Can we dispense with the “we’re just asking” BS?
S.5 is FORCING people to pay more for heating fuels
It’s a line we hear from our politicians all the time when they are implementing a tax or passing some draconian regulation. “We’re just asking (insert whoever is about to get screwed) to help” by paying a little bit more or giving up a valuable aspect of their life or livelihood. It is a phrase not absent from the Clean Heat Carbon Tax debate.
It popped up again most recently in an article in the Addison Independent interviewing Senators Chris Bray (D-Addison), chair of the Natural Resources & Energy committee and lead advocate for the tax, and his seatmate, Ruth Hardy (D-Addison).
The reporter plays along, writing, “To meet that standard, fossil fuel importers would have been asked to help subsidize cleaner heat options — primarily for low- and middle-income Vermonters — such as weatherization and heat pumps [emphasis added].”
Hardy is quoted directly as saying, “And all this bill does is ask that the fuel dealers become… part of the solution [emphasis added].”
Let’s be perfectly clear here. This bill S.5, and these senators aren’t “asking” anything, except in the sense that Don Corleone “just asked” that band leader to sign over Johnny Fontane’s service contract. For those who haven’t seen The Godfather, Al Pacino’s iconic line from the movie describing the transaction is, “Luca Brazzi held a gun to his head, and my father assured him either his brains or his signature would be on the contract.”
With S.5, our elected representatives aren’t “asking” us to pay more to heat our homes with oil, propane, natural gas, and kerosene, they are forcing us to do so. They aren’t asking us to voluntarily retrofit our homes with expensive cold climate heat pumps and water heaters that may not work in Vermont winter weather, they are making us an offer we can’t refuse.

──────────────────────────────

### Your goal
Quote the commentary on S.5 and heating fuel costs in full, word for word.

(Labeled-object pointing entries)
──────────────────────────────

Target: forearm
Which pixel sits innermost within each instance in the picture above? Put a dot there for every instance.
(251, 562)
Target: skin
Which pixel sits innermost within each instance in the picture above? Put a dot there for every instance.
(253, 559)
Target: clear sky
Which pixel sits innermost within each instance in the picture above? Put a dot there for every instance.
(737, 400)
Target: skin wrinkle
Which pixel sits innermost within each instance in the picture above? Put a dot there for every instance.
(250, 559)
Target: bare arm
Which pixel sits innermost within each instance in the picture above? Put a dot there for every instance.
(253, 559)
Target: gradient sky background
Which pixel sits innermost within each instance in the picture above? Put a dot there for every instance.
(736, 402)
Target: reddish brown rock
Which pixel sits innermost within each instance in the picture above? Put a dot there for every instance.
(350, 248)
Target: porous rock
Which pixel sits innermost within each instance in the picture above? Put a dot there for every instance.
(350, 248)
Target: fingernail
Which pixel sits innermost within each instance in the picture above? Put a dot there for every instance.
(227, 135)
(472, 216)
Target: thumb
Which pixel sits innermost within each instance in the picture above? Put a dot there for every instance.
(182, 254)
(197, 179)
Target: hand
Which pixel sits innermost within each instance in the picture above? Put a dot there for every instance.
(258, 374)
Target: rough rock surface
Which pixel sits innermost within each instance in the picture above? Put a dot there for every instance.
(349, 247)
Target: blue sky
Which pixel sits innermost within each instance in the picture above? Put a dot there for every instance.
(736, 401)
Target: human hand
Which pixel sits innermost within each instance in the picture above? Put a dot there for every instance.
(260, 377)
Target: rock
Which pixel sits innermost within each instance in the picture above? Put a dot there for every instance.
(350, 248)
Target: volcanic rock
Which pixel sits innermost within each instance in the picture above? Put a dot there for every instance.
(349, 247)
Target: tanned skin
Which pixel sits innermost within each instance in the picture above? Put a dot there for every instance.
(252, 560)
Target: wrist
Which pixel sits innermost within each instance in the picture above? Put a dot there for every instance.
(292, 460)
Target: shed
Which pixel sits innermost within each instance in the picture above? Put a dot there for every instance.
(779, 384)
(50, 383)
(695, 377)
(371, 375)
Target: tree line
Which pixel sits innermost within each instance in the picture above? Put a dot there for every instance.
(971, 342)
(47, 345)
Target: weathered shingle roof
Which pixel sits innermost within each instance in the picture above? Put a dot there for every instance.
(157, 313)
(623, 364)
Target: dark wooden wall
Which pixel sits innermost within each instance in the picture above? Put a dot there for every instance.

──────────────────────────────

### Result of this exercise
Can we dispense with the “we’re just asking” BS?
S.5 is FORCING people to pay more for heating fuels
It’s a line we hear from our politicians all the time when they are implementing a tax or passing some draconian regulation. “We’re just asking (insert whoever is about to get screwed) to help” by paying a little bit more or giving up a valuable aspect of their life or livelihood. It is a phrase not absent from the Clean Heat Carbon Tax debate.
It popped up again most recently in an article in the Addison Independent interviewing Senators Chris Bray (D-Addison), chair of the Natural Resources & Energy committee and lead advocate for the tax, and his seatmate, Ruth Hardy (D-Addison).
The reporter plays along, writing, “To meet that standard, fossil fuel importers would have been asked to help subsidize cleaner heat options — primarily for low- and middle-income Vermonters — such as weatherization and heat pumps [emphasis added].”
Hardy is quoted directly as saying, “And all this bill does is ask that the fuel dealers become… part of the solution [emphasis added].”
Let’s be perfectly clear here. This bill S.5, and these senators aren’t “asking” anything, except in the sense that Don Corleone “just asked” that band leader to sign over Johnny Fontane’s service contract. For those who haven’t seen The Godfather, Al Pacino’s iconic line from the movie describing the transaction is, “Luca Brazzi held a gun to his head, and my father assured him either his brains or his signature would be on the contract.”
With S.5, our elected representatives aren’t “asking” us to pay more to heat our homes with oil, propane, natural gas, and kerosene, they are forcing us to do so. They aren’t asking us to voluntarily retrofit our homes with expensive cold climate heat pumps and water heaters that may not work in Vermont winter weather, they are making us an offer we can’t refuse.